→ Data to process
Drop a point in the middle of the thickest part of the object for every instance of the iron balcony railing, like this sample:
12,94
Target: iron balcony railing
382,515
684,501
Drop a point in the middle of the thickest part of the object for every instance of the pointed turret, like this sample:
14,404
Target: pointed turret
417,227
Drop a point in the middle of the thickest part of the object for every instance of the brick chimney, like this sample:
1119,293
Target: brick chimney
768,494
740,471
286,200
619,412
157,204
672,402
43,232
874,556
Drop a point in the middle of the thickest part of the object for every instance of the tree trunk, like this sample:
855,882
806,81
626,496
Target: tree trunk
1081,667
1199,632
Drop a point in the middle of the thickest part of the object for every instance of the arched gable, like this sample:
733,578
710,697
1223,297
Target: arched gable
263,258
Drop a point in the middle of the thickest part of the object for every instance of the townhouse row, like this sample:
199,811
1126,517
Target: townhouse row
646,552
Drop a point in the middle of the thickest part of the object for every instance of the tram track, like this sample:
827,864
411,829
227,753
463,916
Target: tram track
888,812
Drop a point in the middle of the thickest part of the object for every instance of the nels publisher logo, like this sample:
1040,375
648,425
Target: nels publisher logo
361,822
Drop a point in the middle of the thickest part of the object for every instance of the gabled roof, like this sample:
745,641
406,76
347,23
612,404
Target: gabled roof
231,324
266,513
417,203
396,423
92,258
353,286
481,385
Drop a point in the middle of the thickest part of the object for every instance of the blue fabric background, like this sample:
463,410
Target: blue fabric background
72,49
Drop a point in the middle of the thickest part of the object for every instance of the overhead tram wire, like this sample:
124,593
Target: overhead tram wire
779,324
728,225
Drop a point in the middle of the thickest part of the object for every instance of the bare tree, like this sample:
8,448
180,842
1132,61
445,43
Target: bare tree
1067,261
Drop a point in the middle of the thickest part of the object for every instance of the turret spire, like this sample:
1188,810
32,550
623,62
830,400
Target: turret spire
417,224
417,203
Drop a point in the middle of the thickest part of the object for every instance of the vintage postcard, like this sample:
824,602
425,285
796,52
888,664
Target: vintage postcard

→ Goal
Transcribe all of the lines in the records precisely.

→ Full answer
Drop a point in the middle of the thickest part of the object for every instance of the iron balcony railing, like this sample:
12,94
Target: iron balcony railing
382,515
684,501
Drop a point in the middle of the thickest part of the object for every instance of the pointed turret, like this sample:
14,404
Target: pointed turret
417,227
Drop a point in the middle of the thickest part of the object for every instance of the brick chimney, like this sample:
1119,293
Target: brick chimney
768,494
740,471
286,200
619,412
157,204
672,402
43,232
874,556
Drop a point in the middle of the thickest part of the object for every instance of the tree trunk, like this sample:
855,882
806,81
626,496
Target: tree trunk
1081,667
1199,632
Drop a point in the middle of the thickest part of the object for every instance of the arched gable, like this sample:
733,578
710,697
1223,297
Target: arched gable
263,258
Drop a point in the middle of the thickest part of the object for every instance of the townhouse row, like this sample:
199,811
1126,517
Target: townhouse row
646,552
Drop a point in the middle of the thickest part of the object for every instance of the tram track, like this sample:
827,864
411,829
227,753
463,916
Target: tram track
888,812
Drop a point in the middle of the thickest part of the object for every instance of the nels publisher logo, like this sample:
1040,375
648,425
Target: nels publisher logo
361,822
Drop a point in the middle of the thickest part of the object for every instance of the gabled roof, like this sample:
745,641
406,76
347,23
612,404
Target: gabled roof
231,324
266,513
417,203
396,423
92,258
353,286
481,385
Drop a point in the middle of the thickest part of the object for every instance of the blue fabric background, like this sample:
463,410
Target: blue fabric background
72,49
Drop a point in the middle of the thickest part of the object for every instance of the overhead tram wire, like this sample:
124,593
Target: overhead tram wire
779,324
728,225
Drop a point in the middle of the thickest part of the object for every instance of the bare tree, like this sample:
8,448
180,842
1132,61
445,43
Target: bare tree
1067,261
Drop a point in the middle of the thickest part of the object for every instance of the turret spire, like this sample:
1188,810
32,550
623,62
830,400
Target: turret spire
417,224
417,203
Drop a point in the middle of the thickest part of the object for every instance of the vintage postcard, like this sample:
824,602
425,285
796,52
888,664
Target: vintage postcard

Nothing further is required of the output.